*REQUIREMENT:*
The line holding "231 198 L 315" and all lines that follow it to the end of the data: return these exactly, and nothing more.

*AVAILABLE RECORDS:*

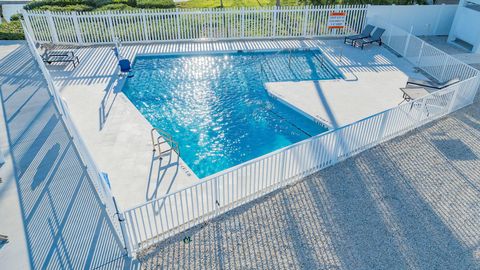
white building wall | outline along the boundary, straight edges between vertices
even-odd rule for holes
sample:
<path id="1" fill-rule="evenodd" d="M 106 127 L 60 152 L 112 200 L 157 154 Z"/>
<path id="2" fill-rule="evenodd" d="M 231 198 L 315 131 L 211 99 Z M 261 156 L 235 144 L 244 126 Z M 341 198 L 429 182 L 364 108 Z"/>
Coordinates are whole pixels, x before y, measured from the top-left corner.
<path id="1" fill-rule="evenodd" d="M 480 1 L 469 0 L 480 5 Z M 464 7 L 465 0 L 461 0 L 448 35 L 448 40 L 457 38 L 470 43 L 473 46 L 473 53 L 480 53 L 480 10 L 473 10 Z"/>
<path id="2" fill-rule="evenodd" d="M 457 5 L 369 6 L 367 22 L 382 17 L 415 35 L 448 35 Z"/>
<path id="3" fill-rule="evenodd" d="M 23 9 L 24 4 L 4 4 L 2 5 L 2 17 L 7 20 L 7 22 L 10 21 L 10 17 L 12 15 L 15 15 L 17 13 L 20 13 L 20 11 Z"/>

*TASK OUTPUT:*
<path id="2" fill-rule="evenodd" d="M 231 198 L 315 131 L 211 99 Z M 261 156 L 235 144 L 244 126 Z M 341 198 L 429 182 L 364 108 Z"/>
Coordinates are whole pixels, x before y, measured from the top-left corner.
<path id="1" fill-rule="evenodd" d="M 480 1 L 469 0 L 480 5 Z M 464 7 L 465 0 L 461 0 L 448 35 L 448 40 L 457 38 L 470 43 L 473 46 L 473 53 L 480 53 L 480 10 L 473 10 Z"/>
<path id="2" fill-rule="evenodd" d="M 457 5 L 369 6 L 367 22 L 382 17 L 415 35 L 448 35 Z"/>
<path id="3" fill-rule="evenodd" d="M 23 9 L 24 4 L 4 4 L 2 5 L 2 17 L 7 20 L 7 22 L 10 21 L 10 17 L 12 15 L 15 15 L 17 13 L 20 13 L 20 11 Z"/>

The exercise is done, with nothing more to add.